## DOCUMENT TEXT
########

For some reason, Star Trek: Deep Space Nine (1993-99) is inexplicably regarded as the least worthy of the Star Trek endeavors by many diehard Trekkers. Not the animated series (1973-74), not Enterprise (2001-05), and not the downright heretical feature film helmed by J.J. Abrams (2009). No, for some reason taking Star Trek off a ship is – or was – an unforgivable offense.
It has taken me some time to get up the notion to rewatching DS9. I last saw it when it enjoyed a brief late-night run on WGN shortly after going off the air, but what really peaked my interest was noting that I had actually read at least 10 of the DS9 novels. Clearly I had some kind of emotional investment in the show, but my hindsight also makes me aware that reading these books was a way to reinforce my fanhood to myself.
Even though I had not seen most of the episodes since the 1990s, I was surprised that there were only two where I did not clearly remember the major plot points and characters. Yes, Season One was fraught with moments highlighting the strangeness of the Cardassian station or the mistrust of the Bajorans. Worse, it didn't do much to develop the Bajorans (when does Sisko take the solar sailboat out?, because that would have been a nice story idea for the end of the first season). But it kept the kiddie factor much lower than I remembered it being, and it did much to build up the Major Kira character, probably more than any other single main cast member.
Most of the Star Trek shows did not have stellar first seasons. Star Trek: The Next Generation (1988-1994)may have had some memorable moments from its first season, but it didn't find its voice until the third season (when the uniforms started looking good and Dr. Crusher returned). Star Trek (1966-69) may have had some of its most iconic episodes in its first season, but there were far more clunkers (and little definition to the universe in which the U.S.S. Enterprise operated). Star Trek: Voyager (1995-2001) may be the lone exception, where its first season was probably stronger than the following two, but there was still a lot of work to be done. No, the first season is where the rough patches are identified, but in the case of DS9 those rough patches were really just the delay in moving towards the overarching story.

########

## INFORMATION PROVIDED
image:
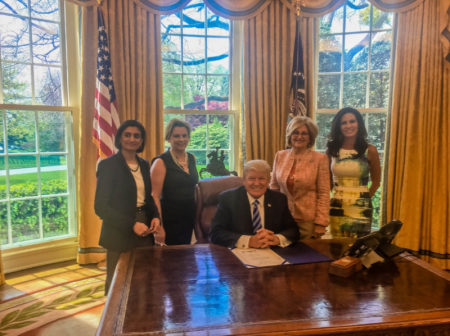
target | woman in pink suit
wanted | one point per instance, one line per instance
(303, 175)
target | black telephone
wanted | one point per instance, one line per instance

########

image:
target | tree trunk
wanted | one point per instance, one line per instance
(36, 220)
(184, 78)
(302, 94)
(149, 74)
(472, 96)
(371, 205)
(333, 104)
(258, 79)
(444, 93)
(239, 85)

########

## EXERCISE DESCRIPTION
In the Deep Space Nine review, what sparked the writer's interest in rewatching the show, and how does the writer now view the purpose of reading the DS9 novels? Answer in one to three sentences.

## ANSWER BELOW
The writer's interest came from noticing that they had read at least 10 of the DS9 novels, which showed some emotional investment in the show. In hindsight, the writer sees reading those books as a way to reinforce their fanhood to themselves.